Directive. In the article on authentic Anglicanism, revise the passage from "In this context, at" up to and including "(1 Pet 2:10).", replacing "profoundly" with "deeply".

Document excerpt.
START

This article is based on a talk given at the event “Guarding a Good Deposit: Authentic Anglicanism Today,” hosted by the Prayer Book Society of NSW and St John’s Cathedral Parramatta.
I write as a lay Anglican, and also as an academic historian. I shall firstly address a broad cultural issue which underscores why I believe the Authentic Anglicanism Report is not only timely, but also acutely necessary.1 I shall then offer a reflection on the enduring richness of authentic Anglicanism, which is something we ought to steward. This richness of authentic Anglicanism is correctly summarised in the report in four elements—the primacy of Scripture, the confessional basis of our tradition, the liturgical character that ties our confessional doctrine to our lived practices, and an episcopal governance to safeguard the truth of the faith.
Ahistoricism
I argued recently in my book Priests of History that our contemporary Western culture has an intuitive bent towards ahistoricism.2 I believe we are living in what I term the “Ahistoric Age”, which is beset both by widespread ignorance of history, as well as a sense that the past is irrelevant in our era of rapidly advancing technology and its relentless proffering of opportunities for self-creation. By ahistoricism I do not mean merely the chronological snobbery that C. S. Lewis described almost a century ago. The Ahistoric Age encompasses far more. In the 21st century, the conception of the “good life” consists of being “true to yourself” and of “living your best life”, which is made possible by the acquisition of material goods and pleasurable experiences, and untethering yourself from any larger claim on your life and freedom. The past seems not only irrelevant to the ways we desire to live, but also an oppressive hindrance.
In this context, at least in the West, it ought not surprise us that there is a risk for Christians to become acculturated to this kind of ahistoricism. But the biblical vision of being a Christian is profoundly counter-cultural. In contrast to unrestrained individual freedom, it is a vision of being caught up in God’s sovereign purposes and intentions for our world, and of adoption into Christ’s body—the church, his “chosen people, royal priesthood, his treasured possession” (1 Pet 2:9). “For once, you were not a people, but now you are the people of God” (1 Pet 2:10).

END

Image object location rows
START

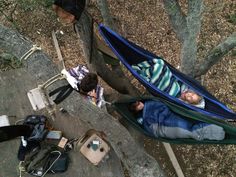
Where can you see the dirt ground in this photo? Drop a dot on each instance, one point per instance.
(146, 23)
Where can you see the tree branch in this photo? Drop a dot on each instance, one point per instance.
(177, 18)
(216, 54)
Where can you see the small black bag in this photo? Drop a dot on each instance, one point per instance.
(46, 160)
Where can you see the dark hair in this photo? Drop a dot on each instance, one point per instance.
(89, 82)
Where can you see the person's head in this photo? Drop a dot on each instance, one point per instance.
(89, 82)
(191, 97)
(136, 106)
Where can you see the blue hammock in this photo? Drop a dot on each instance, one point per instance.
(131, 54)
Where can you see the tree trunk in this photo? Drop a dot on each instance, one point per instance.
(88, 42)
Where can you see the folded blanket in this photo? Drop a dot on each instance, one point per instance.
(159, 120)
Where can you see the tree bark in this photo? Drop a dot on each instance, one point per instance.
(104, 9)
(41, 68)
(116, 80)
(216, 54)
(187, 29)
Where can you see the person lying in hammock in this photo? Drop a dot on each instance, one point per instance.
(157, 119)
(157, 73)
(86, 83)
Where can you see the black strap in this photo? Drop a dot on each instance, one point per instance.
(63, 92)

END

Response for this exercise.
In this context, at least in the West, it ought not surprise us that there is a risk for Christians to become acculturated to this kind of ahistoricism. But the biblical vision of being a Christian is deeply counter-cultural. In contrast to unrestrained individual freedom, it is a vision of being caught up in God’s sovereign purposes and intentions for our world, and of adoption into Christ’s body—the church, his “chosen people, royal priesthood, his treasured possession” (1 Pet 2:9). “For once, you were not a people, but now you are the people of God” (1 Pet 2:10).